Document extract —
One remarkable outcome is that a significant number of contractors, businesspersons, and industrialists were elected to parliament from different parties, including those that call themselves “Communist”. More than 20 industrialists and businesspersons and many contractors from Nepal’s prominent construction companies were elected. For example, Nepal’s only billionaire, Binod Choudhary, who was elected to parliament twice through the PR system, was now elected through the FPTP system. Nepal’s elections were already heavily influenced by the wealthy, but now the economic elite will have even more direct influence on policy.

Even the left-wing parties promote crony capitalism, as their leaders become interested in their own class mobility. In recent years, the left-wing parties have cultivated ties to the rich and business class and proven successful in taking any advantage they can. Left-wing leaders and cadres are increasingly becoming middlemen, contractors, and investors in schools and colleges, co-operatives, and hospitals.

The Decline of the Left and the Challenges that Lie Ahead

Last November’s elections attest to the decline of the Left in Nepal. One could attribute its losses to the number of splits it has undergone, but this is a lazy analysis. Although splitting seems to be a factor behind the losses, it is not the real cause.

Nepal’s Communist parties are notorious for splitting. The Maoists alone have split into at least six parties since they entered the peace process in 2006. The Unified Marxist–Leninists have undergone a similar fate since the 1990s. As of now, there are at least a dozen parties in Nepal that claim to be “Communist” or at least left-wing. However, the main factor behind their decline is that these parties have been moving further away from the interests of poor and marginalized groups. Although the parties themselves claim to be left-wing, socialist, or even communists, based on their practice one can fairly say that Nepal’s Left is drifting to the right. The common people in Nepal thus view the Left increasingly negatively.

Rather than implement their constitutional mandate to restructure society and the state and make the constitution more democratic and people-centric, the left-wing parties have backtracked on this agenda. They have failed to accurately diagnose the caste- and class-based contradictions of Nepali society. As a result, the hopes of revolutionizing Nepali society that many once associated with these parties have disappeared from the horizon.

Despite the Nepali Left’s increasingly right-wing ideology and practice, it still manages to win a significant amount of the vote — roughly 43 percent. There are many reasons for this, but one thing is clear: it is not the left-wing parties’ socialist ideology and practice that attracted these votes, but their accommodation to nationalism and Hindutva.

The November elections created fertile ground for the resurgence of highly regressive and right-wing politics. The ruling class in Nepal is unhappy with even small changes and intent on reversing them. Such a reversal already began under the “left-wing” government formed after the merging of the Unified Marxist–Leninists and the Maoists. Thus, we can only expect it to accelerate now that parliament is dominated by right-wing parties

That said, just because Nepal’s social and political conflicts have subsided in recent years does not mean that the underlying problems have been addressed or that people are not angry and frustrated at the state. Resistance from marginalized groups and the poor has been quieter, but not because the state has been more just or equitable towards them, but rather because political parties have co-opted leaders and activists on the one hand, while crushing dissent on the other. All the while, the state has grown even more exclusionary, backtracking on the gains made over the last two decades at an unprecedented level.

Source information —
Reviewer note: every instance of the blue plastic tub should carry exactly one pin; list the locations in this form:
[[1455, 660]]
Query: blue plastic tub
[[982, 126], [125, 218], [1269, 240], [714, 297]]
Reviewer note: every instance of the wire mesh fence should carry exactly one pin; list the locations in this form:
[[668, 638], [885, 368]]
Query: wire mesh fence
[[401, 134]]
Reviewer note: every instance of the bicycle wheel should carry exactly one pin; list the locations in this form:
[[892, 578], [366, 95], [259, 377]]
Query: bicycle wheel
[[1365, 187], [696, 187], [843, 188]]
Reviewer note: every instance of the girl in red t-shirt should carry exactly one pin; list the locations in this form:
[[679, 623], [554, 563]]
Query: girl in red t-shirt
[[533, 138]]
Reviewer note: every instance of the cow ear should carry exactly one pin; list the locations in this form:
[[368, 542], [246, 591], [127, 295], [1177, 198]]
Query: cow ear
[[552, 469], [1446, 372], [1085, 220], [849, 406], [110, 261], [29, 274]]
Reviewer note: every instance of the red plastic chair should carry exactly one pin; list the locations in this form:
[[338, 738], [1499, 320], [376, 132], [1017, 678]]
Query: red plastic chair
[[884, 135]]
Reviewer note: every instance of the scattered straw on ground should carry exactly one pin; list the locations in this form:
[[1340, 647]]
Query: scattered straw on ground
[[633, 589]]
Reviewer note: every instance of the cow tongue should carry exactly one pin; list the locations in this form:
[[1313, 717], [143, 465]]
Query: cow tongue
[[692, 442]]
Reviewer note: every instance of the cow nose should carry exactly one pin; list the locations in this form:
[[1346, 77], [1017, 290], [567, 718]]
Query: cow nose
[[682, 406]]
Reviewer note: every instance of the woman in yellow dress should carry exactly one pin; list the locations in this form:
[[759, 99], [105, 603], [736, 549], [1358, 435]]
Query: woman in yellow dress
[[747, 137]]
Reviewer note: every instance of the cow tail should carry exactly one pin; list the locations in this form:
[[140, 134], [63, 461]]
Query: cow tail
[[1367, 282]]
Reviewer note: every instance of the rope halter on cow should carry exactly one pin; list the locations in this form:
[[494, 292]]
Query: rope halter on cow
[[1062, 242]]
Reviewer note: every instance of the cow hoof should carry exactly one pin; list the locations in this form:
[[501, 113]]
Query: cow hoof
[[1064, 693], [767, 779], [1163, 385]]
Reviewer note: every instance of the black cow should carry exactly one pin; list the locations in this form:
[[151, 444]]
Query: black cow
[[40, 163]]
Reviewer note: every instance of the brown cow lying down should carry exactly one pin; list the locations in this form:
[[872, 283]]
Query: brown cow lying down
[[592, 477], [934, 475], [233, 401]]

Work instructions —
[a] According to the text on Nepal's elections, roughly what share of the vote does the Nepali Left still win?
[b] Reproduce word for word the passage of the text on Nepal's elections that opens with the words containing "Despite the Nepali" and closes with "nationalism and Hindutva.".

Task-by-task results —
[a] Roughly 43 percent.

[b]
Despite the Nepali Left’s increasingly right-wing ideology and practice, it still manages to win a significant amount of the vote — roughly 43 percent. There are many reasons for this, but one thing is clear: it is not the left-wing parties’ socialist ideology and practice that attracted these votes, but their accommodation to nationalism and Hindutva.